What you need to do:
A. Reproduce the text on Jamaican pantomime starting at "The last pantomime" and ending at "Mother’s Day finale.".
B. Answer these questions from the text on Jamaican pantomime.
(i) On what date did Ruckshon Junction have its opening night?
(ii) In what year was Queenie's Daughter first staged?
(iii) How old was Lois Kelly Miller when she died?
*** Document section Section Begins ***
The last pantomime in the pre-COVID era was Ruckshon Junction, which had its opening night on December 26, 2019. The pandemic in 2020 interrupted the flow and literally brought down the curtains two months before its scheduled Mother’s Day finale.
Lois Kelly Miller
Theatre and screen actress Lois Kelly Miller became a household name in Jamaica for her decades-long professional career in theatre and pantomime, particularly with the Little Theatre Movement National Pantomime. One of her most notable roles was in the pantomime Queenie’s Daughter, which was first staged in 1963. On-screen Kelly Miller appeared in the movie Meet Joe Black, which starred Brad Pitt and Anthony Hopkins. She took on this role while in her 70s. A former piano teacher, she shared a great friendship with cultural icon Louise Bennett-Coverley. Lois Kelly Miller passed away on April 8, 2020. She was 102.
*** Document section Section Ends ***
*** Provided records Section Begins ***
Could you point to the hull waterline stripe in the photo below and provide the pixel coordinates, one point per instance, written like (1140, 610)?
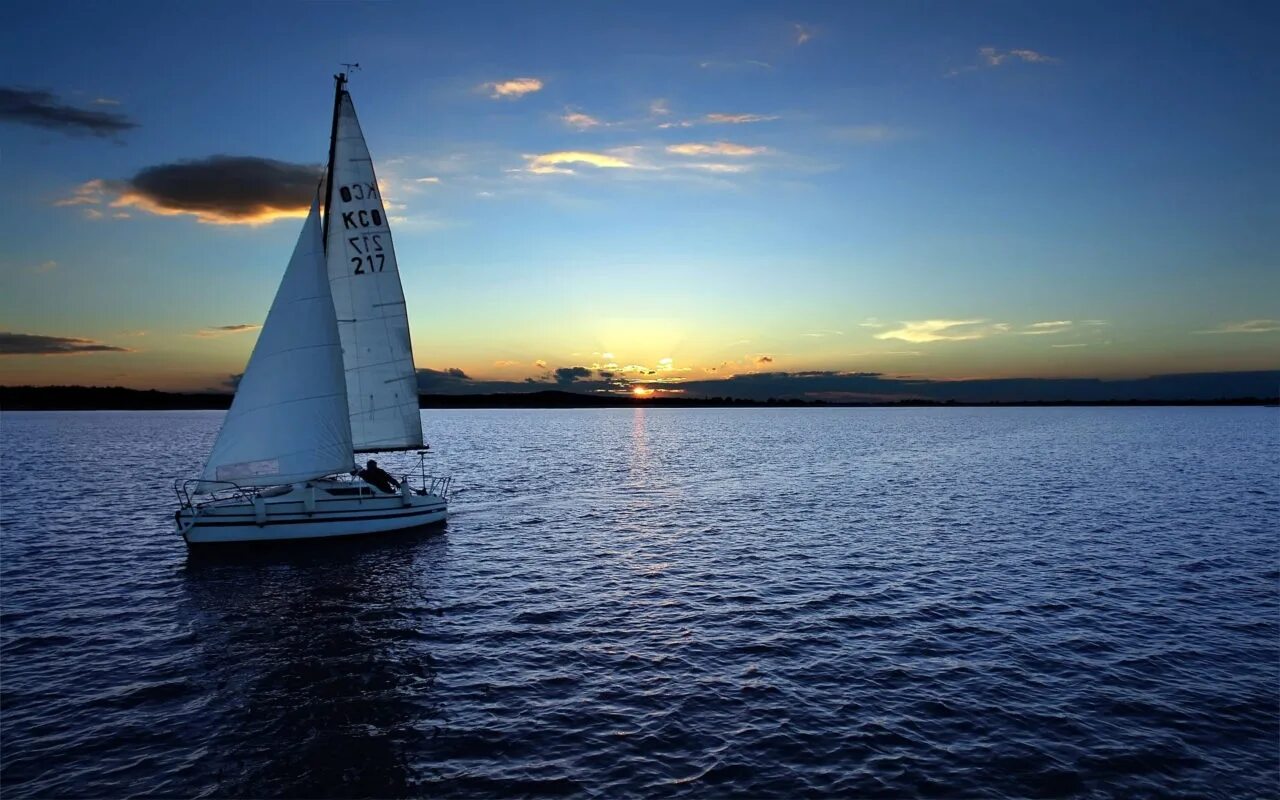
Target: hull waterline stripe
(312, 520)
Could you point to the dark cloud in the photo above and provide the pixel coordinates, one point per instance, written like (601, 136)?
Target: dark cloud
(225, 188)
(566, 375)
(30, 344)
(42, 110)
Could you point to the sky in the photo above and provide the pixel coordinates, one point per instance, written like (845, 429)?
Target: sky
(662, 196)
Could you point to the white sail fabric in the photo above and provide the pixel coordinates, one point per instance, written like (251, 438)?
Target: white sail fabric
(373, 321)
(288, 421)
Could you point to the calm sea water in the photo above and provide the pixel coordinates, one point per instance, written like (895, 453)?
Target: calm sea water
(1018, 602)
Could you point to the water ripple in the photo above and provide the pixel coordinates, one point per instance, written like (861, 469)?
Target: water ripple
(1063, 602)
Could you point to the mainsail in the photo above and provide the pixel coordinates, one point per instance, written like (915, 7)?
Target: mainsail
(373, 321)
(288, 421)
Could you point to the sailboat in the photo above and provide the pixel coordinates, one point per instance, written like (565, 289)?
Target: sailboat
(332, 375)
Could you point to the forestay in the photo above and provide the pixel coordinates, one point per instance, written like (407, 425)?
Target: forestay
(288, 421)
(373, 321)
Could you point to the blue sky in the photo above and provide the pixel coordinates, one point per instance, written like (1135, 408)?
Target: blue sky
(693, 190)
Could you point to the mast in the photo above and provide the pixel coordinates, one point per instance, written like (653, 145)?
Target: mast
(339, 83)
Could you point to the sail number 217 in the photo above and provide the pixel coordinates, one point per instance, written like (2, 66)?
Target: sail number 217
(370, 248)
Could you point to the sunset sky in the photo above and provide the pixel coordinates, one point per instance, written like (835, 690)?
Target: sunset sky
*** Provided records Section Ends ***
Responses by task:
A.
The last pantomime in the pre-COVID era was Ruckshon Junction, which had its opening night on December 26, 2019. The pandemic in 2020 interrupted the flow and literally brought down the curtains two months before its scheduled Mother’s Day finale.

B.
(i) December 26, 2019
(ii) 1963
(iii) 102